WHAT TO PRODUCE ::
Continue the mailing-list post on studying language objectively from the point where it stops.

++++ TEXT ++++

[Xmca-l] Re: Saussure vs Peirce

Andy Blunden andyb@marxists.org
Tue Jan 1 14:51:32 PST 2019


It is clearly wrong to say that we can't study language 
objectively because we exist and think in it - in speech and 
writing, language is objective and actual, so we can also 
observe it. But to study language objectively, from 
"outside," requires the student to acquire a certain 
distance from it. Teaching grammar is one way of achieving 
that, even writing too, I guess, and anyone who learns a 
second language has a point from which to view their first 
language. Thus we can learn that "Je ne sais pas" is not 
necessarily a double negative. But is the interviewer who 
asks an artist to explain their painting failing to stand 
outside language to see that there is something else. Like 
the psychologists who ask subjects questions and take the 
answer to be what the person "really" thought. It's the old 
problem of Kant's supposed "thing-in-itself" beyond 
experience which (in my opinion) Hegel so thoroughly debunked

Andy

------------------------------------------------------------
Andy Blunden
http://www.ethicalpolitics.org/ablunden/index.htm
On 2/01/2019 7:46 am, David Kellogg wrote:
> Happy new year to all, especially to all us happy pigs 
> born in a pig year.

++++ RECORDED INFORMATION ++++

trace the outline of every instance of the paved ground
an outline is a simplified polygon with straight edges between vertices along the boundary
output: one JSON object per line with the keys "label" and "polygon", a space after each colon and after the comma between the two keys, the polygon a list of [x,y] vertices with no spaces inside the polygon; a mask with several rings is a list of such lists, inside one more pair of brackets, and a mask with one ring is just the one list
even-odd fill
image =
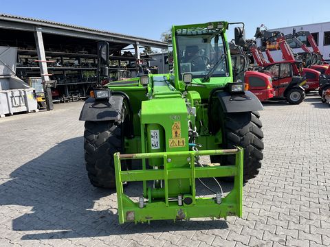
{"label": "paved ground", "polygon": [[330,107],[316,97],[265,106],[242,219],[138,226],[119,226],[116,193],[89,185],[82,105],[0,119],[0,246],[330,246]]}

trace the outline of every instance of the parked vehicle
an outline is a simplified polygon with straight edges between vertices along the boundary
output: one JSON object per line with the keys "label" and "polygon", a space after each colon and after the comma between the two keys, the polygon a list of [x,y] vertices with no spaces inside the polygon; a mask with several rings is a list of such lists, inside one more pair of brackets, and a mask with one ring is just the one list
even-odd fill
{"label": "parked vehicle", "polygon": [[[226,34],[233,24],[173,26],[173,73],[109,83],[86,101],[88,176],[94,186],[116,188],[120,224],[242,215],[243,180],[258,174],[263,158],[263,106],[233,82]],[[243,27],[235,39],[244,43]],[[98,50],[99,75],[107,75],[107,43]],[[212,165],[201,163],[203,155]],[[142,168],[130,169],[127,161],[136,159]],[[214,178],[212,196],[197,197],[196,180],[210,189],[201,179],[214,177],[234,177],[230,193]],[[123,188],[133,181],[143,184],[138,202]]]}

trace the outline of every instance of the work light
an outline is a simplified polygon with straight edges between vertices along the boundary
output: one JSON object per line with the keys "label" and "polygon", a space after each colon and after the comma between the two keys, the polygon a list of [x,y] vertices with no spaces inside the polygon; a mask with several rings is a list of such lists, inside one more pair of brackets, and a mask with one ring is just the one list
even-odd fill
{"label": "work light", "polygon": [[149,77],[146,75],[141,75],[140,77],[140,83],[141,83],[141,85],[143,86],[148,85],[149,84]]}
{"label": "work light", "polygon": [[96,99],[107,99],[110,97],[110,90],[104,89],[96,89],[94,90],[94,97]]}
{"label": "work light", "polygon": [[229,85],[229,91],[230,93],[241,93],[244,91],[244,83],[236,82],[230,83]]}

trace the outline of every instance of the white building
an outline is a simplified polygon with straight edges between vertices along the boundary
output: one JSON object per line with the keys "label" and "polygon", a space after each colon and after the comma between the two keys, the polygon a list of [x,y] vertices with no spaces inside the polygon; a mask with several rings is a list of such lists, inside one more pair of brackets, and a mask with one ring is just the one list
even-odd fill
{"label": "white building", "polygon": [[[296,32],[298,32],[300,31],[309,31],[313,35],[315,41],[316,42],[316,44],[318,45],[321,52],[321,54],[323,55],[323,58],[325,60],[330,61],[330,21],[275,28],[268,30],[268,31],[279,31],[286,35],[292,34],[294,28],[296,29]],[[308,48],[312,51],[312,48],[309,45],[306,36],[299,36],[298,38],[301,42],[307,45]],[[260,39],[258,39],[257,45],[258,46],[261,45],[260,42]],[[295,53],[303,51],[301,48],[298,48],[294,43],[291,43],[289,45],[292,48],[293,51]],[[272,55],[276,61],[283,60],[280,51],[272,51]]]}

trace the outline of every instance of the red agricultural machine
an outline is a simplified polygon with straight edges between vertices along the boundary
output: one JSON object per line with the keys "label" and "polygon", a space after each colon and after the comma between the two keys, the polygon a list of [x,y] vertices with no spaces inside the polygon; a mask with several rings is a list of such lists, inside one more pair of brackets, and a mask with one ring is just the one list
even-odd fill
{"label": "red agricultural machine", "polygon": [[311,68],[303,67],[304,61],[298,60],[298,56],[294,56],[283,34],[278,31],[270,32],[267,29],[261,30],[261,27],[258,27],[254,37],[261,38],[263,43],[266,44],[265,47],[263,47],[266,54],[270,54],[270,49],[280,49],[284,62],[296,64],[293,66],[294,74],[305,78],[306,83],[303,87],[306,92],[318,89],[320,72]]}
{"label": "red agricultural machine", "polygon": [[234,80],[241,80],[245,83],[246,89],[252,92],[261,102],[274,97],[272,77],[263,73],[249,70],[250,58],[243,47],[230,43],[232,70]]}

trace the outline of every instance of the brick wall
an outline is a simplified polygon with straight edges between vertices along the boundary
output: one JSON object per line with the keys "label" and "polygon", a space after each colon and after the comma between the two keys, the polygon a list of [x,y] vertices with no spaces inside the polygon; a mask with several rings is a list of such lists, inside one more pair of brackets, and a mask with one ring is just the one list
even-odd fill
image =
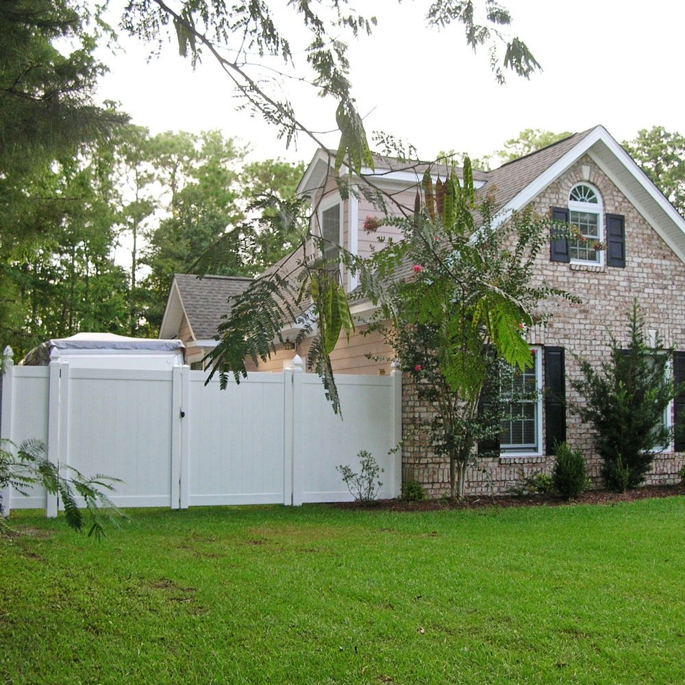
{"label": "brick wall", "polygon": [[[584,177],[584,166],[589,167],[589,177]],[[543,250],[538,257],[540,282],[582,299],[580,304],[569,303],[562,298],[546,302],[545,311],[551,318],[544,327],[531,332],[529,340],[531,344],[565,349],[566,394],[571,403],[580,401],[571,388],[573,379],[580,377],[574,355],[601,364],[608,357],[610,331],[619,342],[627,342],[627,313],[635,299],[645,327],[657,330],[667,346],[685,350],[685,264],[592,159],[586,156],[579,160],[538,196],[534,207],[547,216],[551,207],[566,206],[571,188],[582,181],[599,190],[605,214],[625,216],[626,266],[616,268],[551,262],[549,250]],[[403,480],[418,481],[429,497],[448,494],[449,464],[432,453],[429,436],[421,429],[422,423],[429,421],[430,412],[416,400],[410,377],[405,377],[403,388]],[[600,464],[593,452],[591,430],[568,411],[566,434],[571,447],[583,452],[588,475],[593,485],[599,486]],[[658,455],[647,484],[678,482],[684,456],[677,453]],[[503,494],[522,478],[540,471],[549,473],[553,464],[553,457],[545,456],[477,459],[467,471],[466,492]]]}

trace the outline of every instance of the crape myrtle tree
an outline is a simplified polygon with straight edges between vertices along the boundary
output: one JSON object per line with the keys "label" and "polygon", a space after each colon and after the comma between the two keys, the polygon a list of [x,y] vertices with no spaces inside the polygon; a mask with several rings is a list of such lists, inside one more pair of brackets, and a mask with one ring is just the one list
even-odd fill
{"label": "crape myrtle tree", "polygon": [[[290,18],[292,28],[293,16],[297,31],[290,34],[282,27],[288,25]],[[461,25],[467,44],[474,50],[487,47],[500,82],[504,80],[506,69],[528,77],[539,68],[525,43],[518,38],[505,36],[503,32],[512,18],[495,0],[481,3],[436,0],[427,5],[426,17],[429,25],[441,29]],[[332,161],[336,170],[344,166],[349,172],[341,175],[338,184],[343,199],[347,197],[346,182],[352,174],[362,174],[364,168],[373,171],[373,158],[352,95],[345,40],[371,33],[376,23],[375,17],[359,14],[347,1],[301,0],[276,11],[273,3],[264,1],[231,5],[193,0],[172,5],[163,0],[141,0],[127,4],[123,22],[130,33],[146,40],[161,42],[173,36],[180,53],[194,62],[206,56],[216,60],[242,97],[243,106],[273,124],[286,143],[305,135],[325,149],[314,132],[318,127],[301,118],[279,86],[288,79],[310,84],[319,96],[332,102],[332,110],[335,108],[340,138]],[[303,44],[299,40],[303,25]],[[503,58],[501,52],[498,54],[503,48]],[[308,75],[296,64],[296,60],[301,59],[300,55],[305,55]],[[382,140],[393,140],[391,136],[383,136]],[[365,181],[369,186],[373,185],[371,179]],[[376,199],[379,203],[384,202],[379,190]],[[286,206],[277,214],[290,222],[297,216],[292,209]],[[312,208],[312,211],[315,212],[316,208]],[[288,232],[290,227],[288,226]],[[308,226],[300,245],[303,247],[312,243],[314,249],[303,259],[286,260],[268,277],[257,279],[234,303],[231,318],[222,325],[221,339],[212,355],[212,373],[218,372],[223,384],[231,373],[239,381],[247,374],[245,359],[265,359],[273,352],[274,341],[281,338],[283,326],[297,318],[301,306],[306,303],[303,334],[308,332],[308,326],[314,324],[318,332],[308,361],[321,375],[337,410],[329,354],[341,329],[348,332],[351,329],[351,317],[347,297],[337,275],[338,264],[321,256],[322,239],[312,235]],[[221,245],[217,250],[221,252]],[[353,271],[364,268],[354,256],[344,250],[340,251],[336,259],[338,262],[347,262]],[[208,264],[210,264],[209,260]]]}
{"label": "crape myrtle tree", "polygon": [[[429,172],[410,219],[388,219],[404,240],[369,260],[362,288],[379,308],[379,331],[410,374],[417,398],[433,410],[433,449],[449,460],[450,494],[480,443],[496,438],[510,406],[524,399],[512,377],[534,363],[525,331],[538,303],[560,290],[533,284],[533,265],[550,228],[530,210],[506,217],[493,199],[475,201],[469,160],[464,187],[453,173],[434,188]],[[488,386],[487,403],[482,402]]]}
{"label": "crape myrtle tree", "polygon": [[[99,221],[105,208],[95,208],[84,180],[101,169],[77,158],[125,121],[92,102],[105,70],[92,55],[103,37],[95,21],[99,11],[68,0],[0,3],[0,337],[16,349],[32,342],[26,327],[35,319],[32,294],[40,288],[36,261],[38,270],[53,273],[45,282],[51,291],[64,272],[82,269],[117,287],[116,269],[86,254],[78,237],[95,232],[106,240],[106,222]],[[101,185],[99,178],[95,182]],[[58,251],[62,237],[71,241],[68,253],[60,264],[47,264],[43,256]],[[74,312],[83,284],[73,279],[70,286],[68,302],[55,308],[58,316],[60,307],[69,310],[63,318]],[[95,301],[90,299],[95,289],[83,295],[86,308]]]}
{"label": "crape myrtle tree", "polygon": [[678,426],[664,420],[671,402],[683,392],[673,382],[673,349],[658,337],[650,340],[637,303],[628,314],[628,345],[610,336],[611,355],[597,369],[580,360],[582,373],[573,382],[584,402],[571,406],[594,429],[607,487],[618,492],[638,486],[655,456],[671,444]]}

++++

REPLY ::
>
> Yes, "absurd" is too strong: it is possible to construct a 
> context in which "I think" isn't a grammatical metaphor 
> for "may", "should", or "it is possible". But of course 
> the whole post was a semantic metaphor for James' 
> statement that you cannot study language objectively and 
> use it at the same time.
>
> And semantics is the weak point of Saussure. The problem 
> is that there isn't anything "arbitraire" or conventional 
> about semantics: to say that semantics is arbitrary is 
> essentially to say that thinking is arbitrary: that there 
> is no rational reason why we think of time as tense and 
> entity as number. It's not just that we can't think any 
> other way; it's that we have to grow crops and teach 
> children in real time, and we have to gather food and cook 
> it in real numbers.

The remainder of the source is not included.